_What you are asked to do:_ Take the line that contains "In the picture above, where can the graffiti" and each line after it to the end of the data below, and set them down exactly, omitting pictures.
-- Available records follows --
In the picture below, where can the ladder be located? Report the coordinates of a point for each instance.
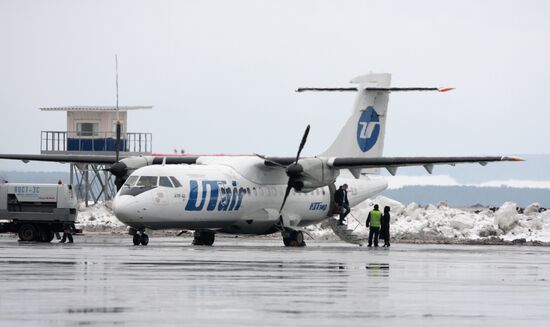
(345, 233)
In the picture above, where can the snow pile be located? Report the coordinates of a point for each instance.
(98, 217)
(441, 223)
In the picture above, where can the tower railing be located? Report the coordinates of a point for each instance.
(70, 141)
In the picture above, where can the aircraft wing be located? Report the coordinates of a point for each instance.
(392, 163)
(63, 158)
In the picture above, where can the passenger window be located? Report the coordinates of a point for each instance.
(147, 181)
(175, 181)
(131, 181)
(165, 181)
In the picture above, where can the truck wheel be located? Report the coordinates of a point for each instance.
(46, 235)
(27, 233)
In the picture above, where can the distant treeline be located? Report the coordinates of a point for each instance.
(466, 196)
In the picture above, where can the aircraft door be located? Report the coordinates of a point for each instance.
(163, 193)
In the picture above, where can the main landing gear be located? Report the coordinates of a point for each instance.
(140, 237)
(204, 237)
(293, 238)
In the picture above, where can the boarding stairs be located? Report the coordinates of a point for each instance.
(345, 232)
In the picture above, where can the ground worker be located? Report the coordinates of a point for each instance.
(67, 234)
(341, 199)
(374, 221)
(385, 226)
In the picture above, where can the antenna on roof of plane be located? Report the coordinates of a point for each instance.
(117, 141)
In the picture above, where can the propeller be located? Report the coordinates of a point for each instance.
(117, 141)
(293, 171)
(118, 169)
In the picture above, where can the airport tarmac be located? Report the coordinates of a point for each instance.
(103, 280)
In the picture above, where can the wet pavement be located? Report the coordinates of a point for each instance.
(103, 280)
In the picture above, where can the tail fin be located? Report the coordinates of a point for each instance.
(363, 133)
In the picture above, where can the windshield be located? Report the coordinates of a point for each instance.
(131, 181)
(147, 181)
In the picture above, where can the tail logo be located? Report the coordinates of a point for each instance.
(368, 129)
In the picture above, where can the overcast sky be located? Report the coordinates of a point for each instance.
(221, 74)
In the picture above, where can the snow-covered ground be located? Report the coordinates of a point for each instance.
(408, 222)
(439, 222)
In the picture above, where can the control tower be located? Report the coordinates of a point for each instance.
(91, 130)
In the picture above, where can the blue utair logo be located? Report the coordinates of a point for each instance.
(368, 129)
(221, 196)
(318, 206)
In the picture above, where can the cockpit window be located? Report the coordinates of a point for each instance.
(131, 181)
(147, 181)
(175, 181)
(165, 181)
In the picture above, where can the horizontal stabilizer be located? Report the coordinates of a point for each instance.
(379, 89)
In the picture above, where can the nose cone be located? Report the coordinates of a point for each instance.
(125, 208)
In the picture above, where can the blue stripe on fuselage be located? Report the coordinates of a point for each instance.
(229, 200)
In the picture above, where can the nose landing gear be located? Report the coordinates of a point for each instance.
(139, 237)
(204, 237)
(294, 238)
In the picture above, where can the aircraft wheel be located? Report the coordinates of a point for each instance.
(137, 239)
(295, 239)
(144, 239)
(27, 233)
(208, 238)
(287, 240)
(204, 238)
(299, 237)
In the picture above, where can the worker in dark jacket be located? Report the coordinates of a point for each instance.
(385, 226)
(67, 234)
(341, 199)
(374, 222)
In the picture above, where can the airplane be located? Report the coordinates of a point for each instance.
(256, 194)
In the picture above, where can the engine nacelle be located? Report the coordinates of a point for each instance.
(311, 173)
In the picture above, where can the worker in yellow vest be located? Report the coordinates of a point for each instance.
(374, 222)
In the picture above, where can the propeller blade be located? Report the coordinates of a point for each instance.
(287, 193)
(302, 144)
(270, 161)
(117, 141)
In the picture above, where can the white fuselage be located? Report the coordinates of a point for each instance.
(229, 195)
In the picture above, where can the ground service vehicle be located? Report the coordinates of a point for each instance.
(37, 211)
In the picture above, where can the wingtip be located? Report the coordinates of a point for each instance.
(513, 158)
(445, 89)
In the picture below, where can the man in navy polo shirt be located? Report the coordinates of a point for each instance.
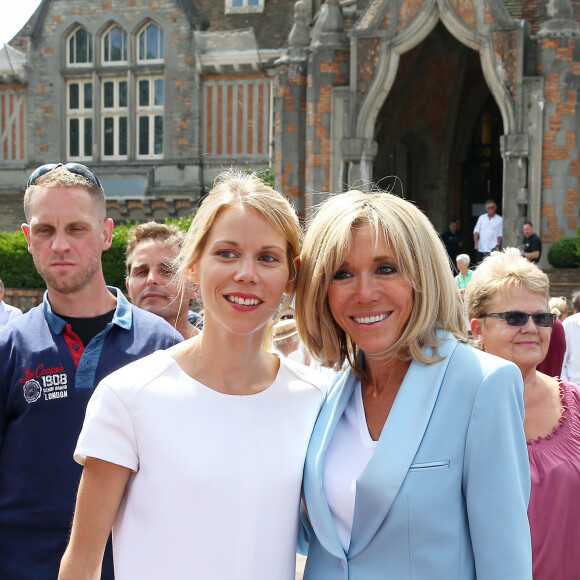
(52, 358)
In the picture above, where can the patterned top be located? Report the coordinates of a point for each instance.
(554, 509)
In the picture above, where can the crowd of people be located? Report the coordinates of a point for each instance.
(343, 393)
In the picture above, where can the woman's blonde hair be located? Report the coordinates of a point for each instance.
(502, 271)
(421, 259)
(236, 189)
(558, 306)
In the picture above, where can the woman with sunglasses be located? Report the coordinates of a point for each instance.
(507, 301)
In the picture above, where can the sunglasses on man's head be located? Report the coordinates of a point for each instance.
(516, 318)
(76, 168)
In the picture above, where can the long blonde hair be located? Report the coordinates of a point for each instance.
(235, 188)
(421, 258)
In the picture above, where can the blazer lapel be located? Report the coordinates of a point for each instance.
(316, 503)
(380, 482)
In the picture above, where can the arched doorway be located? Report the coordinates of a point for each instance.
(439, 130)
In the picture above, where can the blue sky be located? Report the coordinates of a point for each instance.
(15, 17)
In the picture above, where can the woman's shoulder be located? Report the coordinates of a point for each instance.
(140, 372)
(293, 371)
(476, 365)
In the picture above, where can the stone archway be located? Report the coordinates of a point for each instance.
(389, 35)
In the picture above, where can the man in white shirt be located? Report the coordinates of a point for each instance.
(7, 312)
(488, 231)
(571, 365)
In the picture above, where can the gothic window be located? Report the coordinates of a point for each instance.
(80, 47)
(150, 101)
(151, 43)
(114, 115)
(79, 105)
(115, 112)
(115, 45)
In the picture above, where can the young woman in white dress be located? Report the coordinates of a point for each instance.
(194, 455)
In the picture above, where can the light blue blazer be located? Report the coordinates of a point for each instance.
(445, 494)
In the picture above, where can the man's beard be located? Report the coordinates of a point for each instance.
(69, 285)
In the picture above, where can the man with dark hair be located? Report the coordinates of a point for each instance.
(151, 282)
(532, 243)
(488, 231)
(52, 359)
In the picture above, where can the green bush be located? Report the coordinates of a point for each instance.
(114, 258)
(17, 268)
(564, 253)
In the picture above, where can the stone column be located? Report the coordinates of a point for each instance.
(559, 59)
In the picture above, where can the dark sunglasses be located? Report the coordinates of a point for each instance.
(76, 168)
(516, 318)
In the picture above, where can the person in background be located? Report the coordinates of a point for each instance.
(195, 454)
(552, 364)
(571, 365)
(462, 279)
(52, 358)
(558, 305)
(507, 302)
(532, 243)
(151, 282)
(7, 312)
(417, 466)
(451, 242)
(488, 231)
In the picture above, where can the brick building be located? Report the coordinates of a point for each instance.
(156, 96)
(460, 99)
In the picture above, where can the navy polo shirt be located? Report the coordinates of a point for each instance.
(46, 379)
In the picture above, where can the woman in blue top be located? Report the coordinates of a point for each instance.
(417, 466)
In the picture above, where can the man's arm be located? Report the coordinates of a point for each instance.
(100, 492)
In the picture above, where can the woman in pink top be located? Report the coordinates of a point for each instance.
(507, 302)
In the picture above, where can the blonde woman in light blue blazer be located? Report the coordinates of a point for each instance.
(417, 468)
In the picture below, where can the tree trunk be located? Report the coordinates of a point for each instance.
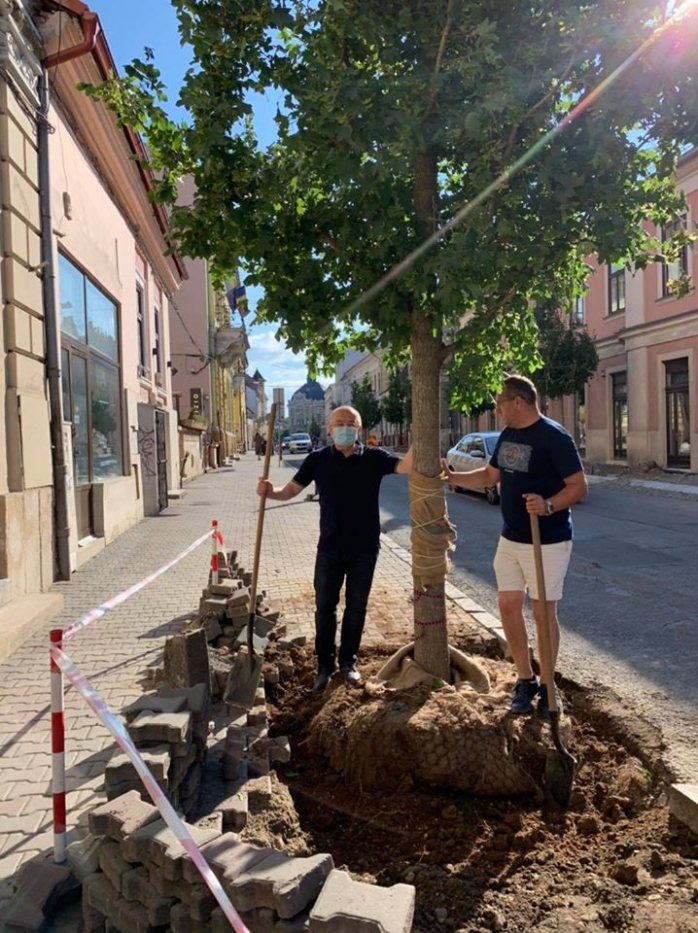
(430, 628)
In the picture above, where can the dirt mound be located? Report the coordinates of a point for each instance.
(613, 862)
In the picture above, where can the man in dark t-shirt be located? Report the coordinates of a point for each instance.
(539, 472)
(347, 477)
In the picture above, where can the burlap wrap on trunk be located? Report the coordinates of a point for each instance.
(432, 533)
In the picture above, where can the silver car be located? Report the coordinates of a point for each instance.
(472, 452)
(300, 444)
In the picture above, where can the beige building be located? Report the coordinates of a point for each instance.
(88, 426)
(641, 406)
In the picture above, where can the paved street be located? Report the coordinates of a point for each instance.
(629, 619)
(629, 611)
(115, 651)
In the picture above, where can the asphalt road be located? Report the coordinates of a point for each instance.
(629, 614)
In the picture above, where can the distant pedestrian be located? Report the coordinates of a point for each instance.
(260, 445)
(347, 476)
(538, 469)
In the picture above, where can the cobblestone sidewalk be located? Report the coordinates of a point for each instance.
(115, 651)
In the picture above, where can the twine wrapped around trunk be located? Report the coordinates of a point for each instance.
(432, 533)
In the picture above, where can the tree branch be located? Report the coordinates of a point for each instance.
(440, 56)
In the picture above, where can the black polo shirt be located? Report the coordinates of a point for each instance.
(348, 488)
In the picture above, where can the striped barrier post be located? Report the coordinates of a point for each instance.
(58, 752)
(214, 551)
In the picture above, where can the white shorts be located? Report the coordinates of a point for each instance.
(515, 568)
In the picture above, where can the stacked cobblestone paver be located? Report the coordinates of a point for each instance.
(117, 651)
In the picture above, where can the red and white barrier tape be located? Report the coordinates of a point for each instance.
(115, 601)
(116, 727)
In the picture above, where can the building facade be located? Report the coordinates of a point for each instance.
(87, 276)
(641, 405)
(306, 408)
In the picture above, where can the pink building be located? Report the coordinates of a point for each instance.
(641, 405)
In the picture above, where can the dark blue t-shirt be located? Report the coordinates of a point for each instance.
(535, 459)
(348, 488)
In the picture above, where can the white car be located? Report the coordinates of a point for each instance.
(300, 444)
(472, 452)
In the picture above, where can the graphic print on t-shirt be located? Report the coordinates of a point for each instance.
(511, 456)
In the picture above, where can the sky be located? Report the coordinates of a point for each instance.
(131, 25)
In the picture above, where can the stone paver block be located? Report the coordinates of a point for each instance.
(83, 855)
(287, 885)
(157, 843)
(262, 920)
(348, 906)
(125, 915)
(136, 886)
(120, 768)
(113, 864)
(227, 856)
(41, 884)
(181, 921)
(683, 804)
(160, 727)
(186, 659)
(151, 704)
(196, 697)
(235, 810)
(259, 793)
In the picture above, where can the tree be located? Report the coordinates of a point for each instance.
(568, 353)
(364, 400)
(396, 404)
(395, 119)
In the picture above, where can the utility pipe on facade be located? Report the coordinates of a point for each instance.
(90, 24)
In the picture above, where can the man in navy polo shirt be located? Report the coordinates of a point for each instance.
(347, 476)
(539, 472)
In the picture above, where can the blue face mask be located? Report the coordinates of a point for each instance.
(345, 436)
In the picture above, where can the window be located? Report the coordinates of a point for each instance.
(678, 413)
(579, 311)
(616, 288)
(91, 375)
(142, 334)
(619, 390)
(673, 271)
(157, 339)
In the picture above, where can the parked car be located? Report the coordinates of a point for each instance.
(300, 444)
(472, 452)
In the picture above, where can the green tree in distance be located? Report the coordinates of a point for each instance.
(364, 400)
(392, 117)
(396, 404)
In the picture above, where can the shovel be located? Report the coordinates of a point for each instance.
(271, 421)
(244, 678)
(559, 763)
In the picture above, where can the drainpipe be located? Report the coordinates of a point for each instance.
(60, 473)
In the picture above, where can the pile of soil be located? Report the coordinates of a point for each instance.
(614, 861)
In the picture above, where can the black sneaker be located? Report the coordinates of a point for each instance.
(543, 709)
(524, 693)
(350, 674)
(322, 679)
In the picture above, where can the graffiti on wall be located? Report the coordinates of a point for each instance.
(146, 448)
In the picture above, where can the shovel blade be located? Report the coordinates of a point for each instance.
(559, 777)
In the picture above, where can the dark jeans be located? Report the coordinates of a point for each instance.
(331, 570)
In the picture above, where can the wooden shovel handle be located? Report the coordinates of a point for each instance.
(271, 420)
(546, 649)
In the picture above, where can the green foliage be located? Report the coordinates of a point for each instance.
(394, 115)
(568, 352)
(397, 402)
(364, 400)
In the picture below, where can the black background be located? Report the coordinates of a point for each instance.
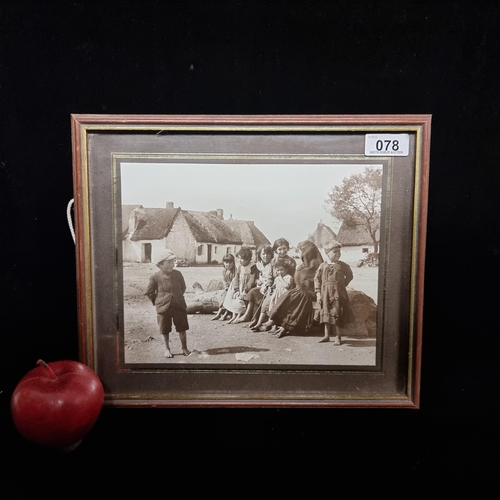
-- Available records concluded --
_Task response:_
In the picture above, where can the graffiti on wall be located? Report the coordinates of a point for each instance.
(146, 448)
In the picture above, where can the shovel blade be located? Report the coordinates of a point for each instance.
(559, 777)
In the picture above, where can the dark jeans be located? Report the coordinates of a point for each instance.
(331, 570)
In the picture above, where can the wooden shovel handle be located? Report the coordinates of a point for each instance.
(271, 420)
(546, 649)
In the picture above, where can the green foliage be located? Report the coordinates of a point for each instance.
(394, 115)
(568, 352)
(397, 402)
(364, 400)
In the picture below, where can the black background be located? Report the coordinates of a point for each instance.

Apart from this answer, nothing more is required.